Reproduce every line of the data in the stretch from the line containing "of the snowy" through the end of the data, offsetting each coordinate number by 41 and leaving all other text unchanged.

-- start Stored records --

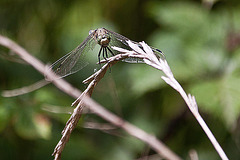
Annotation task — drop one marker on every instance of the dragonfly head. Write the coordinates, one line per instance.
(103, 40)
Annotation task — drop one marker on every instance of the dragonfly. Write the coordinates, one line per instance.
(75, 60)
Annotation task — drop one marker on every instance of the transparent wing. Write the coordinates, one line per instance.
(74, 60)
(121, 41)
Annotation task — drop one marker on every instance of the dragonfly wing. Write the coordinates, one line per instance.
(74, 60)
(121, 41)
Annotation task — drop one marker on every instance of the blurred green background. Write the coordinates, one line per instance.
(201, 42)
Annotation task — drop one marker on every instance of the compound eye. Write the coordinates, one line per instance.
(91, 31)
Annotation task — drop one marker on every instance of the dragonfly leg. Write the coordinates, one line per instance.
(110, 51)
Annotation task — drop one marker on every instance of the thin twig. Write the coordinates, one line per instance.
(152, 141)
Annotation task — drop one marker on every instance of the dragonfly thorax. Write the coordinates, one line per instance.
(103, 40)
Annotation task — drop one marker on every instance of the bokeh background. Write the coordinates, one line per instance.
(201, 41)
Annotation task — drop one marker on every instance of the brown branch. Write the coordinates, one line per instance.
(151, 140)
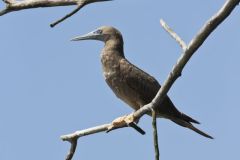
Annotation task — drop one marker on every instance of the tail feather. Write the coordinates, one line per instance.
(190, 126)
(188, 119)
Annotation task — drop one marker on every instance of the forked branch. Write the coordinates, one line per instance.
(190, 49)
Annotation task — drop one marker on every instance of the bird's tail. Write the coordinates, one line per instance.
(185, 121)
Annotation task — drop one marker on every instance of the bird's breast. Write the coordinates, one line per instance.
(116, 81)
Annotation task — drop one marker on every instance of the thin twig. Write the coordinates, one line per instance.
(68, 15)
(173, 34)
(195, 43)
(155, 135)
(12, 5)
(72, 149)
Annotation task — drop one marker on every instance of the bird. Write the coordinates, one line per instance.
(131, 84)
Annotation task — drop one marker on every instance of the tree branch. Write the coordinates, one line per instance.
(155, 135)
(194, 44)
(173, 34)
(12, 5)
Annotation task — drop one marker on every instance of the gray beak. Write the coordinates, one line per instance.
(89, 36)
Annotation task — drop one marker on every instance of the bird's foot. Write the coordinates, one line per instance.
(125, 121)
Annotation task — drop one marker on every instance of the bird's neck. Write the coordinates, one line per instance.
(114, 46)
(111, 56)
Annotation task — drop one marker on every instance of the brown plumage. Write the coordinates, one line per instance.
(131, 84)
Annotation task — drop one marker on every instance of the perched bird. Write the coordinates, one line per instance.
(131, 84)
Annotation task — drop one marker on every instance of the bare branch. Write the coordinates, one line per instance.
(195, 43)
(173, 34)
(12, 5)
(72, 149)
(68, 15)
(155, 135)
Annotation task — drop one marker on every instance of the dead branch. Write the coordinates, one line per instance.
(155, 135)
(12, 5)
(173, 34)
(192, 47)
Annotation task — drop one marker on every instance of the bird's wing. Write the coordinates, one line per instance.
(143, 84)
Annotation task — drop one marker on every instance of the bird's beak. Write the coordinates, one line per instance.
(89, 36)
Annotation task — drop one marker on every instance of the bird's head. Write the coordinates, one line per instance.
(104, 33)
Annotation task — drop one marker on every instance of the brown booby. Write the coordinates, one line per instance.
(131, 84)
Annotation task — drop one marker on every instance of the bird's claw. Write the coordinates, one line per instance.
(127, 120)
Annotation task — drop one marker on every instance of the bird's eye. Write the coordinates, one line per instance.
(99, 31)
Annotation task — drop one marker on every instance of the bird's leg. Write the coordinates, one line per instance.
(125, 121)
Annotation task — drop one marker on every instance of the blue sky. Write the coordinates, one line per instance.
(50, 86)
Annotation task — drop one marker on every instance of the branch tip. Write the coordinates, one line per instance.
(173, 34)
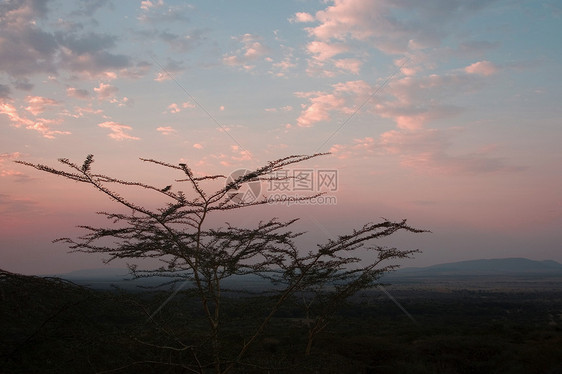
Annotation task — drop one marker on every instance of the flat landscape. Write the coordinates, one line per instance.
(446, 324)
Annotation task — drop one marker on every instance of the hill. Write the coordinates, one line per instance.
(514, 267)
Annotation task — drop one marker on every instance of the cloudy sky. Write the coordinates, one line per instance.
(444, 112)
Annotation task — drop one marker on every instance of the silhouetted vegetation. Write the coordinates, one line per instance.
(178, 238)
(52, 326)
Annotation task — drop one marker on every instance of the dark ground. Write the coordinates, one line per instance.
(458, 326)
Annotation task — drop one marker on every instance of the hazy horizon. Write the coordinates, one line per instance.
(444, 113)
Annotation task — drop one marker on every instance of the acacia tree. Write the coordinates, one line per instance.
(177, 236)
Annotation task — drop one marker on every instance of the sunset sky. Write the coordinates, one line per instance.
(444, 112)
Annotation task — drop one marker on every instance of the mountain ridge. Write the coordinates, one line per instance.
(494, 266)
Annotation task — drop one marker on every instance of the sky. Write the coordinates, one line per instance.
(443, 112)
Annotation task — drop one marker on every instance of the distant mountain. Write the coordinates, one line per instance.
(486, 267)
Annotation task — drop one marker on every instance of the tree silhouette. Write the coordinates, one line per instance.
(176, 235)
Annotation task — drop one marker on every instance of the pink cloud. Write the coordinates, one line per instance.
(118, 130)
(426, 151)
(319, 109)
(77, 93)
(252, 49)
(106, 91)
(351, 65)
(322, 104)
(176, 108)
(41, 125)
(38, 104)
(482, 68)
(323, 51)
(166, 130)
(302, 17)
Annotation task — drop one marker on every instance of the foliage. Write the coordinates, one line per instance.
(202, 258)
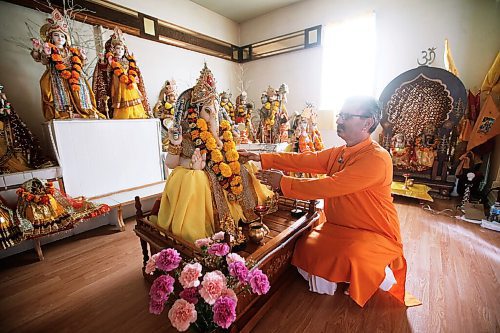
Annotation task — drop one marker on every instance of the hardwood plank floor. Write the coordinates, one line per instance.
(93, 283)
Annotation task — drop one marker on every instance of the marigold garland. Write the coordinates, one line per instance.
(242, 115)
(169, 108)
(318, 141)
(229, 108)
(305, 144)
(274, 110)
(223, 163)
(131, 77)
(37, 198)
(72, 74)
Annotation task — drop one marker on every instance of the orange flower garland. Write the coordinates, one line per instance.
(37, 198)
(318, 142)
(305, 143)
(223, 163)
(130, 78)
(71, 74)
(274, 109)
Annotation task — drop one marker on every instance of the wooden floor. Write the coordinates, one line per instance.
(93, 283)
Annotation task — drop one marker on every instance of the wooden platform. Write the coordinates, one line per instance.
(273, 256)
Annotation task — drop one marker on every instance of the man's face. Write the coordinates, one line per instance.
(352, 122)
(171, 98)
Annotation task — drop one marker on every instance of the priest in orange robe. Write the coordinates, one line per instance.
(360, 243)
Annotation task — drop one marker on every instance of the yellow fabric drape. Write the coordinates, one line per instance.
(186, 207)
(418, 191)
(449, 63)
(48, 108)
(491, 82)
(127, 103)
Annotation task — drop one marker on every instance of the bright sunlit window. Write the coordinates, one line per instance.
(348, 61)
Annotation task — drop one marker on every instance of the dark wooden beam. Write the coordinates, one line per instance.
(109, 15)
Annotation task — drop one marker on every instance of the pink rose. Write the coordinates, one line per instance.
(151, 265)
(228, 292)
(162, 287)
(212, 286)
(168, 260)
(258, 282)
(219, 249)
(190, 295)
(224, 311)
(218, 236)
(156, 307)
(182, 314)
(232, 257)
(239, 270)
(189, 275)
(199, 243)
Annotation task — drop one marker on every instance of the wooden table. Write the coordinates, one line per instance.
(273, 256)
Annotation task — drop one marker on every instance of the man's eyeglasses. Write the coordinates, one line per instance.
(347, 116)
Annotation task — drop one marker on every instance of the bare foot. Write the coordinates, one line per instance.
(198, 161)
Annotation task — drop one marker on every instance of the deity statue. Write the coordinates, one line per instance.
(118, 82)
(400, 151)
(244, 116)
(274, 125)
(42, 209)
(227, 107)
(208, 186)
(282, 117)
(10, 232)
(425, 149)
(19, 149)
(164, 110)
(65, 91)
(268, 113)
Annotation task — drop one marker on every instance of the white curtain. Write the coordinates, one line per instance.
(348, 66)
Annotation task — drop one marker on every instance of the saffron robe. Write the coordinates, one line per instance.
(361, 235)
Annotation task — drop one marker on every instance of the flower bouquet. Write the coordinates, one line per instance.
(201, 292)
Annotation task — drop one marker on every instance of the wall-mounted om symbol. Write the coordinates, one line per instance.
(428, 57)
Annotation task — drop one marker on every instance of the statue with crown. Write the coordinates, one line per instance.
(65, 91)
(118, 84)
(273, 127)
(164, 109)
(210, 189)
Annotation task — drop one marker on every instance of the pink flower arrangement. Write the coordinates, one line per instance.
(224, 311)
(162, 287)
(212, 286)
(182, 314)
(168, 260)
(219, 249)
(211, 302)
(258, 282)
(189, 275)
(239, 270)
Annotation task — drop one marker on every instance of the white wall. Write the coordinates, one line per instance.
(188, 15)
(404, 29)
(20, 75)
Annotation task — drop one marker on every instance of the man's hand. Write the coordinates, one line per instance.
(249, 155)
(271, 178)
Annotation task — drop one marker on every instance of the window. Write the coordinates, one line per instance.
(348, 67)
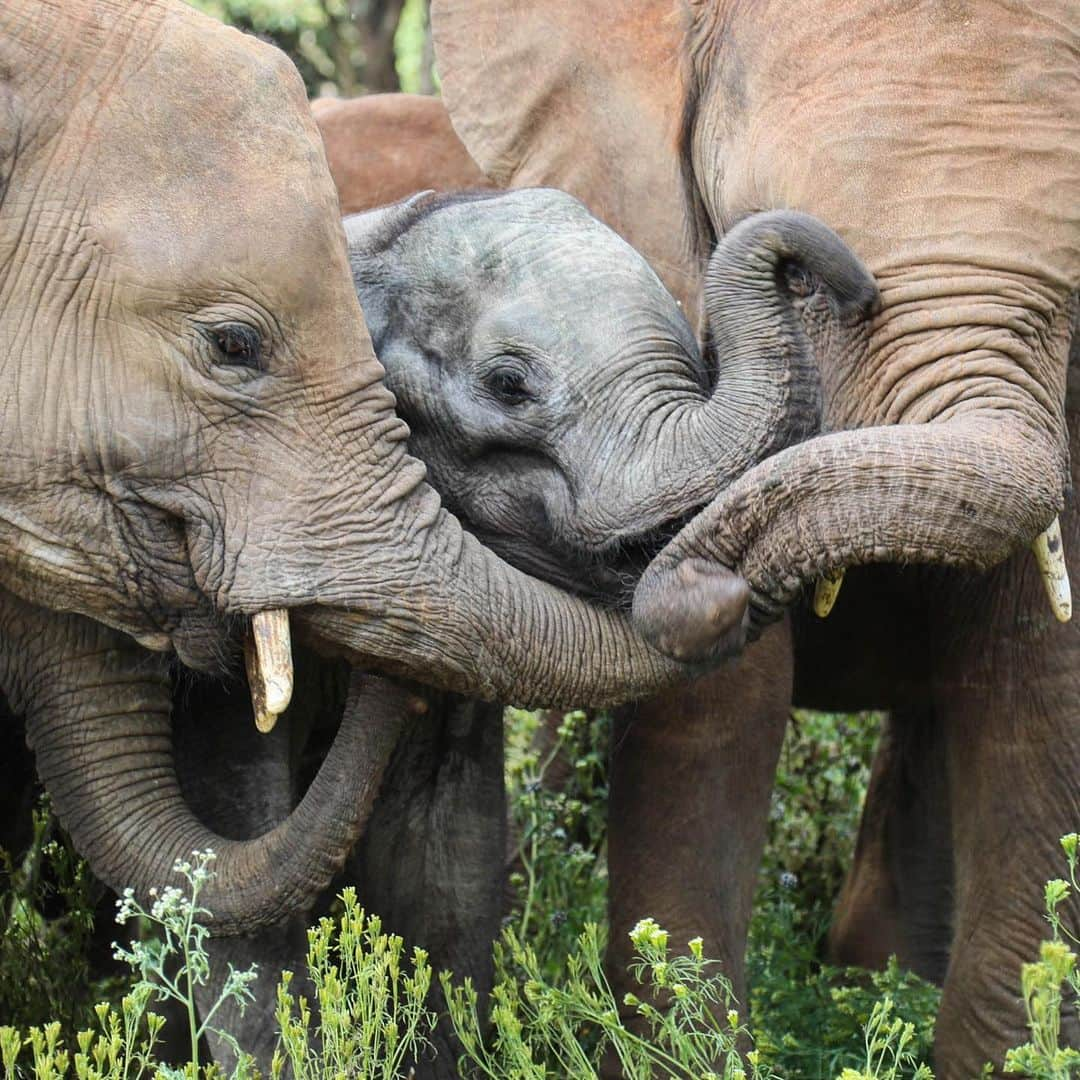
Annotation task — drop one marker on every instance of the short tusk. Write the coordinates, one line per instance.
(1050, 555)
(825, 593)
(268, 657)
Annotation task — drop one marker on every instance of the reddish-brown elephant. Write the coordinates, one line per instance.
(942, 143)
(386, 147)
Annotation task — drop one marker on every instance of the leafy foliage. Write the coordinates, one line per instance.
(372, 1017)
(543, 1029)
(556, 780)
(48, 901)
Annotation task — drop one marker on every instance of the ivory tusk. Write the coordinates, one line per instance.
(825, 593)
(268, 657)
(1050, 555)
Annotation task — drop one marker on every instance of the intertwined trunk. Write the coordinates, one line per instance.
(967, 461)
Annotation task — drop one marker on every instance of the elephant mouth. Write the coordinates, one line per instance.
(605, 575)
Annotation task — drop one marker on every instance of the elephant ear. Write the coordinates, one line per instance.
(583, 95)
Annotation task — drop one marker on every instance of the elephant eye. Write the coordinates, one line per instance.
(238, 345)
(508, 385)
(800, 281)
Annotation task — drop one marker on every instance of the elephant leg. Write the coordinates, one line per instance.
(1008, 691)
(432, 860)
(691, 778)
(896, 900)
(19, 792)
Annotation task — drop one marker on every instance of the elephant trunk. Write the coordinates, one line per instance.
(764, 280)
(973, 464)
(488, 631)
(98, 720)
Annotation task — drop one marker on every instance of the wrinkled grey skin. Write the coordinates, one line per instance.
(461, 293)
(553, 387)
(196, 431)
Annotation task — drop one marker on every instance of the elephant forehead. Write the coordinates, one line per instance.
(202, 161)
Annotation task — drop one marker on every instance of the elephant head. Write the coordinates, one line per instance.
(557, 393)
(940, 143)
(197, 433)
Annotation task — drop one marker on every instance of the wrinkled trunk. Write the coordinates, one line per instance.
(779, 287)
(760, 281)
(97, 710)
(508, 638)
(983, 473)
(486, 630)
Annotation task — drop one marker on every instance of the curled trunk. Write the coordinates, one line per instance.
(759, 282)
(962, 493)
(97, 711)
(779, 286)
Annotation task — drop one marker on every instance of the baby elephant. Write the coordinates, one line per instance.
(567, 415)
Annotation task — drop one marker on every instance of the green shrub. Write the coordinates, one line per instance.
(547, 1029)
(48, 901)
(372, 1018)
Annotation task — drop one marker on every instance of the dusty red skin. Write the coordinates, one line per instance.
(941, 143)
(385, 147)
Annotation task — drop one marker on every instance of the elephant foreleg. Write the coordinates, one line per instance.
(432, 860)
(691, 777)
(896, 899)
(1008, 691)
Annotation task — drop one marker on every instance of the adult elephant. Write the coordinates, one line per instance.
(198, 441)
(386, 147)
(941, 142)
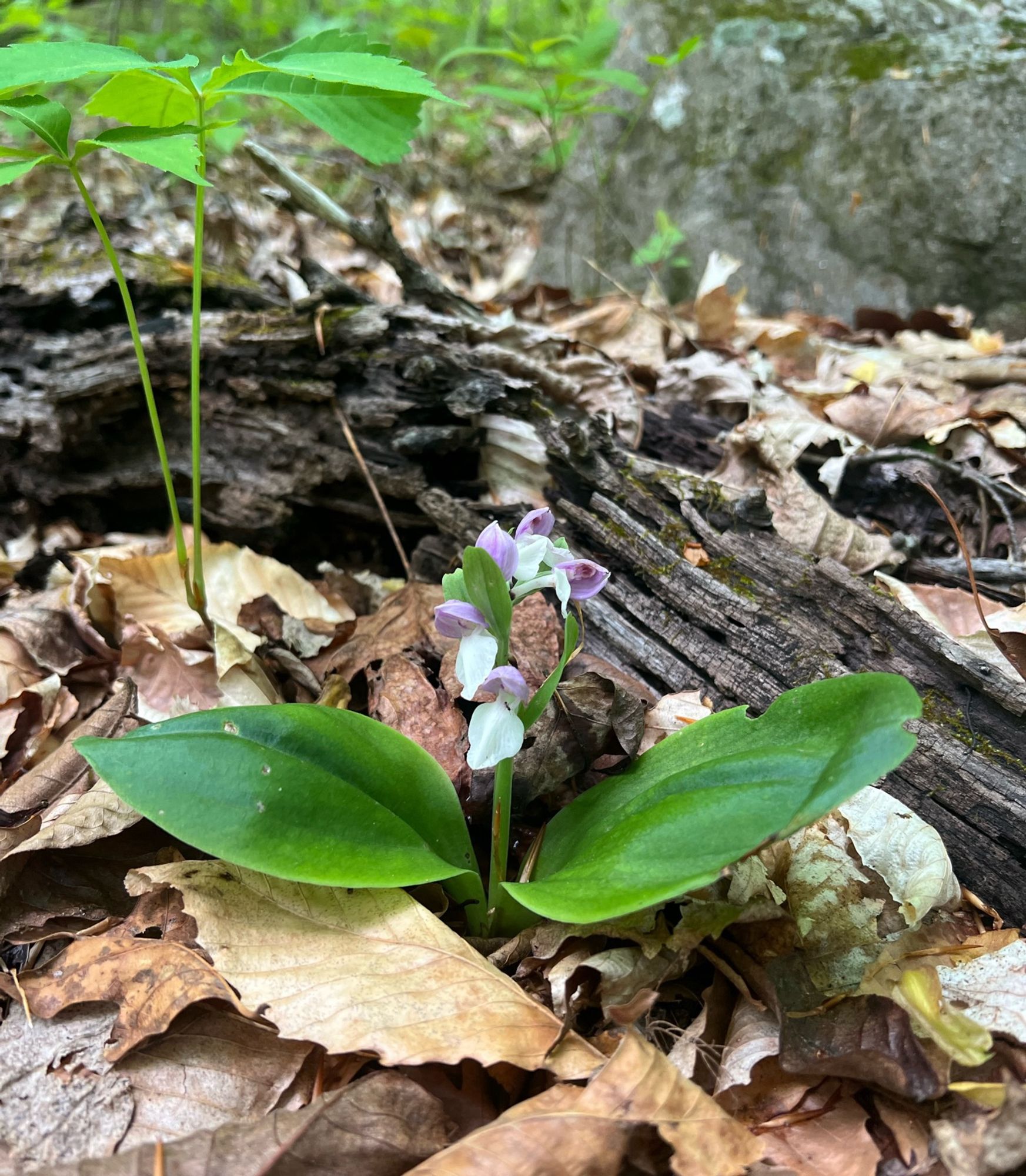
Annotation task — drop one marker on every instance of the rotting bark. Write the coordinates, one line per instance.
(759, 619)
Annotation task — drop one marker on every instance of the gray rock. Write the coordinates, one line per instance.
(851, 152)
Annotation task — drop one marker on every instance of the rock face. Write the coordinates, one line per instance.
(851, 152)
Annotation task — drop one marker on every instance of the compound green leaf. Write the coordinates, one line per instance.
(51, 122)
(34, 63)
(172, 150)
(143, 101)
(713, 793)
(305, 793)
(367, 70)
(12, 171)
(375, 124)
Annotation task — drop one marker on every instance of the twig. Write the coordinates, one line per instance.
(997, 491)
(419, 284)
(997, 572)
(366, 472)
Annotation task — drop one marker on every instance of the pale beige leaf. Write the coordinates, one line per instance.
(81, 820)
(906, 852)
(835, 919)
(364, 971)
(753, 1034)
(991, 990)
(150, 590)
(714, 308)
(62, 1104)
(211, 1068)
(379, 1126)
(808, 523)
(583, 1132)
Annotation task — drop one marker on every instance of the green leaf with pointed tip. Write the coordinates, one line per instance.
(532, 712)
(172, 150)
(713, 793)
(329, 41)
(305, 793)
(34, 63)
(372, 123)
(11, 172)
(487, 590)
(51, 122)
(232, 69)
(367, 70)
(143, 101)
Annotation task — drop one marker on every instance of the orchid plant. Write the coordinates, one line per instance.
(327, 797)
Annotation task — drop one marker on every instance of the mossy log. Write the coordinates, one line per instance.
(758, 619)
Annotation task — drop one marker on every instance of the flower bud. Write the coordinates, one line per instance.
(502, 547)
(458, 619)
(586, 578)
(536, 523)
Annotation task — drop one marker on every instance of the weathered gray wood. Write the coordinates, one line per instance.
(760, 619)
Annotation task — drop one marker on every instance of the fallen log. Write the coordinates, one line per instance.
(758, 619)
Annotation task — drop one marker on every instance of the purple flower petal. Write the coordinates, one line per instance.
(536, 523)
(458, 619)
(586, 578)
(507, 680)
(502, 547)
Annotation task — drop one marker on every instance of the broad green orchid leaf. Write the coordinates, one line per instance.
(305, 793)
(716, 792)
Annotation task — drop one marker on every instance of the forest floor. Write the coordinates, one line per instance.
(839, 1005)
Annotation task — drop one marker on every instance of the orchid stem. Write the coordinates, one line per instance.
(502, 803)
(144, 372)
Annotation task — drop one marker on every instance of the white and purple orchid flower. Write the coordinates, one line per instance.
(497, 731)
(529, 562)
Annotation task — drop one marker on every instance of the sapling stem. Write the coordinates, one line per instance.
(144, 373)
(199, 585)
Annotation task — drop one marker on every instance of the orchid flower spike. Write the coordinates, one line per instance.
(478, 649)
(497, 731)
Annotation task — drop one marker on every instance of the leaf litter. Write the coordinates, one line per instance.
(833, 1006)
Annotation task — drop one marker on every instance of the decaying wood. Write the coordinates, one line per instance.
(758, 619)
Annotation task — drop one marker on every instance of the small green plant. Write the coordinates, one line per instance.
(326, 797)
(339, 82)
(560, 81)
(664, 248)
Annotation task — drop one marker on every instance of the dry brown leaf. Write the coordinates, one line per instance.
(400, 696)
(404, 622)
(64, 773)
(716, 309)
(151, 981)
(150, 590)
(835, 1142)
(61, 1101)
(573, 1132)
(79, 820)
(985, 1145)
(171, 680)
(673, 713)
(380, 1126)
(753, 1034)
(364, 971)
(211, 1068)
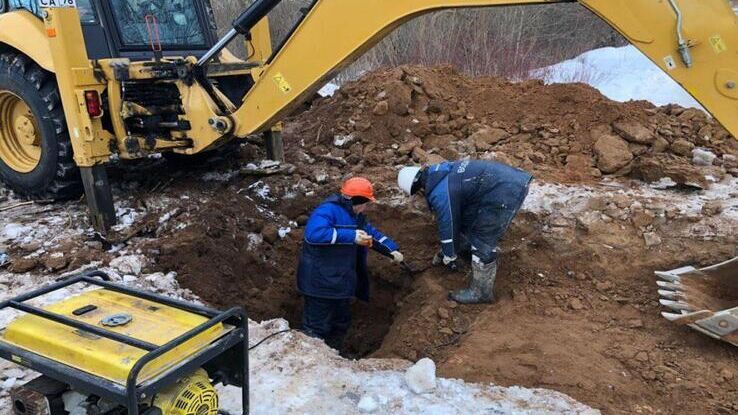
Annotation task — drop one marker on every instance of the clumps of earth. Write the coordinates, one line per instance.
(621, 190)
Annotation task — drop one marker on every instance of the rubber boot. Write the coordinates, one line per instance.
(482, 283)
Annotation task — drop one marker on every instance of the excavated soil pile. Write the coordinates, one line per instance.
(566, 133)
(577, 306)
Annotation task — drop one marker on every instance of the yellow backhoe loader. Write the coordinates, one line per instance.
(84, 81)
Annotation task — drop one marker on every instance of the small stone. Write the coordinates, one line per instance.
(367, 404)
(302, 220)
(660, 145)
(576, 304)
(321, 177)
(651, 239)
(270, 234)
(21, 265)
(642, 219)
(421, 377)
(682, 147)
(447, 331)
(726, 374)
(730, 161)
(382, 108)
(486, 137)
(128, 264)
(712, 208)
(641, 357)
(409, 145)
(31, 247)
(701, 157)
(612, 153)
(634, 132)
(97, 245)
(56, 262)
(635, 323)
(163, 283)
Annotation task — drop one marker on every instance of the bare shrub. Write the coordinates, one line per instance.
(505, 41)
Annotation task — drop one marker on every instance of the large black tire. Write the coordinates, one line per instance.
(56, 176)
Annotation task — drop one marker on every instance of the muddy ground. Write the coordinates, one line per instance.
(619, 193)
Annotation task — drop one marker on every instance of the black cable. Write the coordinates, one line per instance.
(270, 336)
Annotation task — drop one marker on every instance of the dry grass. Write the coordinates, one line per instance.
(505, 41)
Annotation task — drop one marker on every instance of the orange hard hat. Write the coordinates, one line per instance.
(358, 187)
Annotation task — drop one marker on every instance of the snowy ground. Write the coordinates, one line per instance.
(294, 374)
(291, 373)
(621, 74)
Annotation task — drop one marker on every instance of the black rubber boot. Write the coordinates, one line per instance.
(482, 283)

-- end Stored records --

Solution for this task
Annotation task — drop one marker on every instance of the snowy ground. Write the coordinates, one line per instance.
(335, 415)
(332, 414)
(662, 115)
Annotation task — drop one marker on every instance of the black rubber boot. Write the coordinates, one line per instance.
(523, 324)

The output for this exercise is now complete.